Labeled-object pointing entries
========

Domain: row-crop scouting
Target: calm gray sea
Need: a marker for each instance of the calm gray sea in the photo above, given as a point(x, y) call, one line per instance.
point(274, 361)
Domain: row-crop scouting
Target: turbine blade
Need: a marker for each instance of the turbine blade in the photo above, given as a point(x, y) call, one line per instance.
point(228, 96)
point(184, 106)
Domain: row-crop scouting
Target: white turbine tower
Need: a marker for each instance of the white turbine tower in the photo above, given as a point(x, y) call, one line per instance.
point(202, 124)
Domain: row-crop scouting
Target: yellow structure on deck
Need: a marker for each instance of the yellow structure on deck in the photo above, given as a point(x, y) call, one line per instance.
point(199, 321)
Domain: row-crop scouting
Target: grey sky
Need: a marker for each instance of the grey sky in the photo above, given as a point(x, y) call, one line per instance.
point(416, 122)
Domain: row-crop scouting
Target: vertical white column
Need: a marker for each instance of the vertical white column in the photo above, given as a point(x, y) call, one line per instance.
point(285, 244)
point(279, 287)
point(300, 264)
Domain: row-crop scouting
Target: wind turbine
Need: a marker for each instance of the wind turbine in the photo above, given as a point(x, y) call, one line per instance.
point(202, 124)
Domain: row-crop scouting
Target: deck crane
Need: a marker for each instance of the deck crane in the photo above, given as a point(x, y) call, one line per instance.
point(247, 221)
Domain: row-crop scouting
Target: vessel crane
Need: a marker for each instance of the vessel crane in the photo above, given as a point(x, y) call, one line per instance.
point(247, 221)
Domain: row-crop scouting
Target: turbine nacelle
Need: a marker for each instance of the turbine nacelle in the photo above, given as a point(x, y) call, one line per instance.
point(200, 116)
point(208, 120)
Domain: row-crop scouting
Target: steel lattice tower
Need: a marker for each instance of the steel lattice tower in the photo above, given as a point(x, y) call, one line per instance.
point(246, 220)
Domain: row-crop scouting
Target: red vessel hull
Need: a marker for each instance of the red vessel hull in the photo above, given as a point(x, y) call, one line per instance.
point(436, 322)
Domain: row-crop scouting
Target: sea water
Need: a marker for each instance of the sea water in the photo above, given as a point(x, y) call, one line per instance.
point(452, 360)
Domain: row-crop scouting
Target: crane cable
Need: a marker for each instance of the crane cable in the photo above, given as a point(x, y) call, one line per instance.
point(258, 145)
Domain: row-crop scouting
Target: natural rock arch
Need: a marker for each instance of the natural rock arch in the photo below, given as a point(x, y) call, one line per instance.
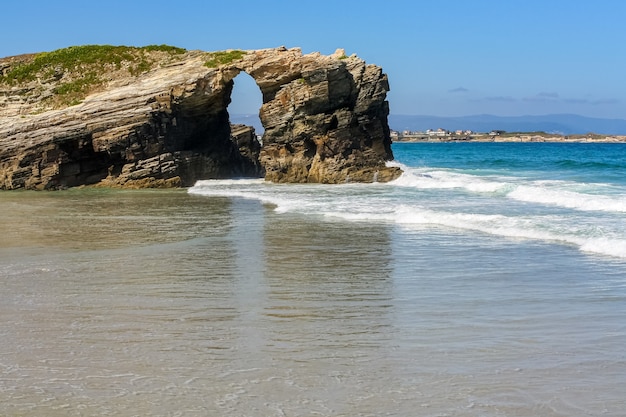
point(325, 120)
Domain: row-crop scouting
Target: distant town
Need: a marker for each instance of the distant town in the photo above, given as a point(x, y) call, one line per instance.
point(443, 135)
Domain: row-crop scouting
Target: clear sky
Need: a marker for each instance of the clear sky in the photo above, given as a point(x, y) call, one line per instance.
point(443, 57)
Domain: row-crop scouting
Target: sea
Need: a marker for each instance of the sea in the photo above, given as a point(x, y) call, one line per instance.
point(488, 280)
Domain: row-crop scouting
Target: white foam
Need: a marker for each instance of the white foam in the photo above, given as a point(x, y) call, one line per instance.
point(441, 179)
point(569, 199)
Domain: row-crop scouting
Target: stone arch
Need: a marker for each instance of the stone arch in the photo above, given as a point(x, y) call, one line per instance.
point(325, 120)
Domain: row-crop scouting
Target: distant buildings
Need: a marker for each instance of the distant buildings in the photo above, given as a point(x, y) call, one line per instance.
point(431, 134)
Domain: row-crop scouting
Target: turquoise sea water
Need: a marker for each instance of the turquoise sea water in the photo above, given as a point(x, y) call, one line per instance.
point(569, 194)
point(489, 280)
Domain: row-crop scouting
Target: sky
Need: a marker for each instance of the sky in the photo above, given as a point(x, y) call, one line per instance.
point(442, 57)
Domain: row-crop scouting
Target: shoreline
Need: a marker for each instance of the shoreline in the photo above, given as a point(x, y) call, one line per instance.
point(513, 138)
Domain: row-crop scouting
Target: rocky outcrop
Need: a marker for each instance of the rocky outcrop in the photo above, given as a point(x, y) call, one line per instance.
point(325, 120)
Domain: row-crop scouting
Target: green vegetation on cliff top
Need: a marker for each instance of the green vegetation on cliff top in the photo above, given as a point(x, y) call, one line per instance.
point(74, 57)
point(70, 74)
point(215, 59)
point(76, 71)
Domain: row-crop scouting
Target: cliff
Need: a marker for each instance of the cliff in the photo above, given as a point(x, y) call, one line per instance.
point(157, 116)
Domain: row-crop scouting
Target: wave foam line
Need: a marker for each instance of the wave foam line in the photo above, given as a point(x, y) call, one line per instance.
point(569, 199)
point(511, 227)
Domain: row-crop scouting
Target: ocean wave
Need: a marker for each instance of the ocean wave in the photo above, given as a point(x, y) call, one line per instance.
point(568, 199)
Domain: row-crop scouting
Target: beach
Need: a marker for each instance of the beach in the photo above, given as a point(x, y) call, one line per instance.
point(488, 280)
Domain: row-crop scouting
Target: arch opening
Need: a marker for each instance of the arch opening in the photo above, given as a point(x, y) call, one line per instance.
point(245, 103)
point(246, 130)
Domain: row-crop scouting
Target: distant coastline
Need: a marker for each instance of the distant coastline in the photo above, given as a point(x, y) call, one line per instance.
point(465, 136)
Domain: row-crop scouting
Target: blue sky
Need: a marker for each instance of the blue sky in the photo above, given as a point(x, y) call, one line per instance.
point(443, 57)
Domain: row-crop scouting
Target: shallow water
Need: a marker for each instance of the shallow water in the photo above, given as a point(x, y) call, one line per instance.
point(164, 303)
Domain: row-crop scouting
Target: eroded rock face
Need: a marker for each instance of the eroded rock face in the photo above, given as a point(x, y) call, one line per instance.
point(325, 120)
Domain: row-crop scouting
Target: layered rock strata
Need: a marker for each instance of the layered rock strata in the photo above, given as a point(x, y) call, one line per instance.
point(325, 120)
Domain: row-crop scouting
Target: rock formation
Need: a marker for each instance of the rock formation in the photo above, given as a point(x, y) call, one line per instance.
point(164, 122)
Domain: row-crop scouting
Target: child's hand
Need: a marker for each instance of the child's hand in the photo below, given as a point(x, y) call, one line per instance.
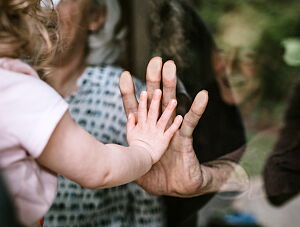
point(150, 132)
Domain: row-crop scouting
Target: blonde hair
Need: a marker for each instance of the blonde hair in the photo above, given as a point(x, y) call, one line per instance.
point(107, 43)
point(28, 31)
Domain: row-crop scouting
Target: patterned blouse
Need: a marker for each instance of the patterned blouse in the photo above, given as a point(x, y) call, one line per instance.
point(97, 106)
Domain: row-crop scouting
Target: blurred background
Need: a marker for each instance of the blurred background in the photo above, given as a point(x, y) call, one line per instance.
point(259, 45)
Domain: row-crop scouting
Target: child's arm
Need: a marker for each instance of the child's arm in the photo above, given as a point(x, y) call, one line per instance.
point(75, 154)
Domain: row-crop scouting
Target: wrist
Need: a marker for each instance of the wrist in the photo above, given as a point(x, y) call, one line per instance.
point(143, 152)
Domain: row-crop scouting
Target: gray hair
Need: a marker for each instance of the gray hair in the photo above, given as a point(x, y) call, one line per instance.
point(105, 44)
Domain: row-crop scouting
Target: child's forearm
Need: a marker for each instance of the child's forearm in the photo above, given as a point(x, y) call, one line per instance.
point(123, 165)
point(75, 154)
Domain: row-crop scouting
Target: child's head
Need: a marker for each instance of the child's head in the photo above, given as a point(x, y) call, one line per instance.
point(28, 30)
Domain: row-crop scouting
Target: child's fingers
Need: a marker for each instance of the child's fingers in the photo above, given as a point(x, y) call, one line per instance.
point(142, 109)
point(130, 122)
point(166, 115)
point(154, 107)
point(174, 127)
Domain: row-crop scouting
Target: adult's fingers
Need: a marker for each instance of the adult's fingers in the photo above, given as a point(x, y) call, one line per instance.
point(169, 83)
point(153, 76)
point(128, 94)
point(142, 110)
point(192, 118)
point(154, 107)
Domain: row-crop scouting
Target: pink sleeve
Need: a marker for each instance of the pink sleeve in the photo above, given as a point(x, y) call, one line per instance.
point(29, 110)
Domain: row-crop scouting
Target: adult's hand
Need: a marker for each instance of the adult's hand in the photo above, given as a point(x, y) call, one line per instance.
point(178, 173)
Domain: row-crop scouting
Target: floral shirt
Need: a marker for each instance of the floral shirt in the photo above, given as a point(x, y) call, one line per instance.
point(97, 106)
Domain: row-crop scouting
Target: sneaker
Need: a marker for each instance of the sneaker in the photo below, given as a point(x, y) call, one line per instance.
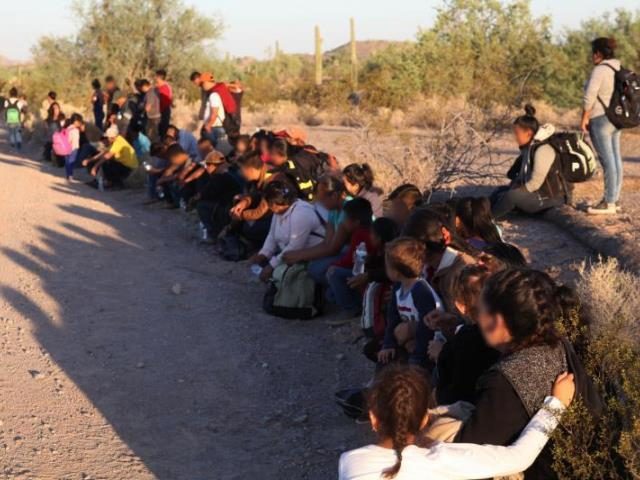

========

Copy the items from their very first line down through the line that contains "point(300, 264)", keeping that line as well. Reproduce each line without any change.

Domain: row-crop scouting
Target: calm gray sea
Need: a marker for each instance of the calm gray sea in the photo above, given as a point(x, y) call, one line per instance.
point(274, 361)
Domain: row-crop scouting
Target: turbine blade
Need: a marker for each instance of the turbine blade in the photo above, given as a point(x, y) call, one line per instance.
point(228, 96)
point(184, 106)
Domain: row-crop scouting
Target: white turbine tower
Need: a marker for each instance of the white turbine tower in the photo above, given as a point(x, y) call, one line per instance.
point(202, 124)
Domain: row-crop scouting
Target: yellow structure on deck
Need: a marker for each instance of the yellow structure on deck in the photo above, given as a point(x, y) call, one line per instance.
point(199, 321)
Domain: row-crop scouting
Target: grey sky
Need: a marker for each instance of the grey sky in the photo above, given as a point(x, y) call, one line per instance.
point(416, 122)
Domain: row-crop scouting
Target: vertical white column
Need: a marker for each instance of the vertical white column in the photo above, given as a point(x, y) call, one line per instance.
point(285, 244)
point(279, 287)
point(300, 264)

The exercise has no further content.